╭──

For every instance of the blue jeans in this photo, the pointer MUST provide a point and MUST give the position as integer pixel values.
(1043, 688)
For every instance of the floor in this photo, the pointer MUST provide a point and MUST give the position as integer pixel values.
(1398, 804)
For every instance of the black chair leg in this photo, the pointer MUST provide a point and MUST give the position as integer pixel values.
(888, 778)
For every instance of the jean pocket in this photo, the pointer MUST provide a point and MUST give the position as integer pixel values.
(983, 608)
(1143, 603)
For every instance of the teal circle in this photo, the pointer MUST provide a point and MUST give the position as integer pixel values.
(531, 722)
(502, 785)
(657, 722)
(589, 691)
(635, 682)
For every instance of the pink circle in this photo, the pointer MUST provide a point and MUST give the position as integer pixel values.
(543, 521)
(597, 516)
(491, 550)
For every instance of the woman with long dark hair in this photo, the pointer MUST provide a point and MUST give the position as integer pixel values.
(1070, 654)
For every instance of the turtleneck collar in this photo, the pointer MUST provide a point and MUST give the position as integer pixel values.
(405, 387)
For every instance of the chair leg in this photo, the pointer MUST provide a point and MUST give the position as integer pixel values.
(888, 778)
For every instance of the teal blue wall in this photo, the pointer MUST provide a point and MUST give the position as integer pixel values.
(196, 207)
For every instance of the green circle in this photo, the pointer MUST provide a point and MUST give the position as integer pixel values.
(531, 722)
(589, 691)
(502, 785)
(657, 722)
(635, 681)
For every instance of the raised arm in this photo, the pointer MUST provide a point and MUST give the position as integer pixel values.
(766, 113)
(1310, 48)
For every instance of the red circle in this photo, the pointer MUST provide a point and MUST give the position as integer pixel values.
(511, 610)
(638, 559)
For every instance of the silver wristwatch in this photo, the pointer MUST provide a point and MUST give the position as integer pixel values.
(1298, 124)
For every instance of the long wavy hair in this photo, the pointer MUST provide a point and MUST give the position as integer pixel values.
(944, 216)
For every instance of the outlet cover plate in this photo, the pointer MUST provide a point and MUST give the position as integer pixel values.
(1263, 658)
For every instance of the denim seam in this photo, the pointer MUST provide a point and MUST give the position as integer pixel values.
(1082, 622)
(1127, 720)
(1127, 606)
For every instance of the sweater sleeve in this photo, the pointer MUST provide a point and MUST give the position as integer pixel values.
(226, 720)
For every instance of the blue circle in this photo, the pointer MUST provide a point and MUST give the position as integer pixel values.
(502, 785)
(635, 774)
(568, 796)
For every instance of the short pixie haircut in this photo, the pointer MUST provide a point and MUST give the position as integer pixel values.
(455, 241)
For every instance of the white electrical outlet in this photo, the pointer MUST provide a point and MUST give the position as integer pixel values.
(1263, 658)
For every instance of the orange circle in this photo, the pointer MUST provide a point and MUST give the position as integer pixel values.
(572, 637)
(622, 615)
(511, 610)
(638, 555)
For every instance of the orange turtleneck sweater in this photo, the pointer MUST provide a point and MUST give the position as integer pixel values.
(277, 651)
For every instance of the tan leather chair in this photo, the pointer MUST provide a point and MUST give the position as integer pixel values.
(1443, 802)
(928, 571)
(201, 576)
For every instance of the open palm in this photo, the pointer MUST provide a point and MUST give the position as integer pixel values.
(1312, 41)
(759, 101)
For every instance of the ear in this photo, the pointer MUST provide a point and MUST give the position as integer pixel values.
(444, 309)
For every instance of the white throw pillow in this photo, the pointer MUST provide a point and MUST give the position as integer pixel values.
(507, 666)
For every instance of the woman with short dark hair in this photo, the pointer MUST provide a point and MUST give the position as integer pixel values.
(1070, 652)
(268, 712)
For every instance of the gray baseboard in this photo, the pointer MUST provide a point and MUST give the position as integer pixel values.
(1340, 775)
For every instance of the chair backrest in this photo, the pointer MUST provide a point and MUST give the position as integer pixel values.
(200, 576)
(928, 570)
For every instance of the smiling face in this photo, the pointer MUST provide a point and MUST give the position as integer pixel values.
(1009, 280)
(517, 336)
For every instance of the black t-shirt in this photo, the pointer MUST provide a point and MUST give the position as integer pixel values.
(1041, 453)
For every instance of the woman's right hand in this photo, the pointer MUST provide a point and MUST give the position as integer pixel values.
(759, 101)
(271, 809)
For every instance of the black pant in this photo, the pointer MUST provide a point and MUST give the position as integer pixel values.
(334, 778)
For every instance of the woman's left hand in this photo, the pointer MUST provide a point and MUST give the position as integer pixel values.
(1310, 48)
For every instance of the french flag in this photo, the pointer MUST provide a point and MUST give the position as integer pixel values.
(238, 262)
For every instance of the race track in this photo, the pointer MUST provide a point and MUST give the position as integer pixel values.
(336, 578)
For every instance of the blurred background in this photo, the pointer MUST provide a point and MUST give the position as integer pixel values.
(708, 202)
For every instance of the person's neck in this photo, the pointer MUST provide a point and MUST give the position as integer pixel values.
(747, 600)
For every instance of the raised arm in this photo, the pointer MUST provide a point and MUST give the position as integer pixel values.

╰──

What is required >>
Can you reproduce all of the rows above, word for word and in the same order, without changing anything?

Exercise result >>
For every instance of the blue jeans in this photo, the pointer MUST provide a point and MUST give the position as integer pixel values.
(1043, 688)
For every instance of the floor in this photo, the pointer MUST provide a point and MUST give the position as integer pixel values.
(1398, 804)
For every instance of the black chair leg in this photo, the pointer MUST provide a point and MUST give the position as integer pixel values.
(888, 778)
For every instance of the jean pocket in this photo, the pointer MUST provide a point and MUST give the position as integer pixel values.
(983, 608)
(1143, 603)
For every instance of the teal circle in this photo, the pointer MUST provide a point and MUST give the position as integer pixel values.
(531, 722)
(502, 785)
(657, 722)
(589, 691)
(635, 682)
For every instance of the pink circle in this photo, the pointer MUST provide a point and MUST give the position as integer pixel values.
(543, 521)
(597, 516)
(491, 550)
For every instance of the woman with long dark hair in this photo, the pointer MUST provide a point and MUST give the position as integer pixel values.
(1070, 654)
For every instance of the turtleneck collar in this photo, the pointer MUST provide a point and MUST give the position as integer pixel values.
(405, 387)
For every instance of the chair leg in this photo, the pointer MUST provide a point and MUST give the position as integer pixel values.
(888, 778)
For every instance of the teal blue wall in this photo, the pointer MUST provide a point and MUST give the position as integer pixel values.
(196, 207)
For every instance of the green circle in this photo, the pointer MUST provide a point and MUST give the position as integer pixel values.
(531, 722)
(589, 691)
(502, 785)
(657, 722)
(635, 681)
For every instance of the raised arm in this photo, the pointer MUST provide a point and MUST give the position as integer pixel values.
(766, 113)
(1310, 48)
For every instance of the red circle in this photo, the pointer MUST provide a point and MUST give the position as integer pixel values.
(511, 610)
(638, 559)
For every instance of the silver wristwatch in this photo, the pointer MUST provide a point and MUST give the position as integer pixel values.
(1298, 124)
For every instance of the long wavy hair in this photo, the pointer MUST provide a point and MUST give the position as integer pixel values.
(944, 216)
For every instance of the outlet cover plate in this photo, the pointer MUST provide a point and MUST give the position as integer pixel values.
(1263, 658)
For every instance of the denim seam in this photo, the pointer MUST provide a point and MUST give the position as integer pixel values.
(1082, 622)
(1127, 720)
(1127, 606)
For every instance of the sweater sleeve in this photo, the pointer MUST provide a point and MUST give the position as integer pixel values.
(226, 720)
For every instance of the blue circle in this photo, the pointer MUST provide a point and MUST give the position as integer pixel values.
(502, 785)
(635, 774)
(568, 796)
For every instance of the short pixie haircut in this photo, the pointer MUST provide a point and MUST give the position as integer pixel values.
(455, 241)
For every instance of the white electrical outlet in this photo, the pointer MUST provide a point and MUST give the position as integer pixel values.
(1263, 658)
For every instance of the orange circle in this photo, the pointer MUST provide a point and MUST give the position as integer pixel values.
(572, 637)
(622, 615)
(511, 610)
(638, 555)
For every instance of the orange turtleneck sweater in this photo, the pointer MUST provide a point and MUST give the position as integer pixel values.
(277, 651)
For every instance of the tan leather chair in this photo, the pointer MUST provide a point and MUST give the position as integer pixel values.
(1443, 802)
(928, 571)
(201, 576)
For every instance of the open palm in this photo, the pointer MUST provide a point and MUST give the position as integer pixel values.
(1312, 41)
(759, 101)
For every instance of the ear in this photo, the pointer MUST provide a point and MUST give the position as integer pixel values.
(444, 309)
For every instance of the white throw pillow in this photo, the pointer MUST provide a point and MUST give the position as integer pixel values.
(507, 666)
For every instance of the woman with short dark hair in this photo, the pointer MUST provide a point and MUST give the position as integer pixel values.
(1070, 652)
(268, 712)
For every instance of the gray baseboard in this photo, the pointer MUST provide a point and MUST give the position as integer pixel values.
(1340, 775)
For every instance of the chair backrest in this photo, the pointer MUST provide a point and MUST give the position as integer pixel values.
(200, 576)
(928, 570)
For every instance of the smiling face in this photo, the pointer MUST provide a point and MUST give the position as integer pixel values.
(1009, 280)
(517, 336)
For every instance of the black t-shirt in this photo, the pointer MUST provide a point and MUST give the position as integer pixel values.
(1041, 453)
For every instance of the woman's right hand in this photo, the pointer MUST provide a point and MUST give the position as integer pixel values.
(759, 101)
(271, 809)
For every instance of the black pant in this photo, the pointer MUST provide a point and MUST give the position as integer pixel values.
(334, 778)
For every instance of the woman's left hand in this photo, the pointer MUST provide a point and MUST give the position as integer pixel values.
(1310, 48)
For every instance of the french flag in this photo, the pointer MUST provide a point and MUST give the position as integer pixel values.
(238, 262)
For every instance of the race track in this photo, the pointer MUST provide a point and MUST give the position as integer pixel values.
(336, 578)
For every instance of the blurred background in this photo, the pointer MUST provide a point and MUST give the position as integer pixel values.
(708, 202)
For every instance of the person's neck in this photo, the pointer MUST provide a point and MUST give the position as integer pixel values.
(747, 600)
For every instance of the raised arm in this photo, the pointer MUST provide a point and MUST give the position as integer pixel values.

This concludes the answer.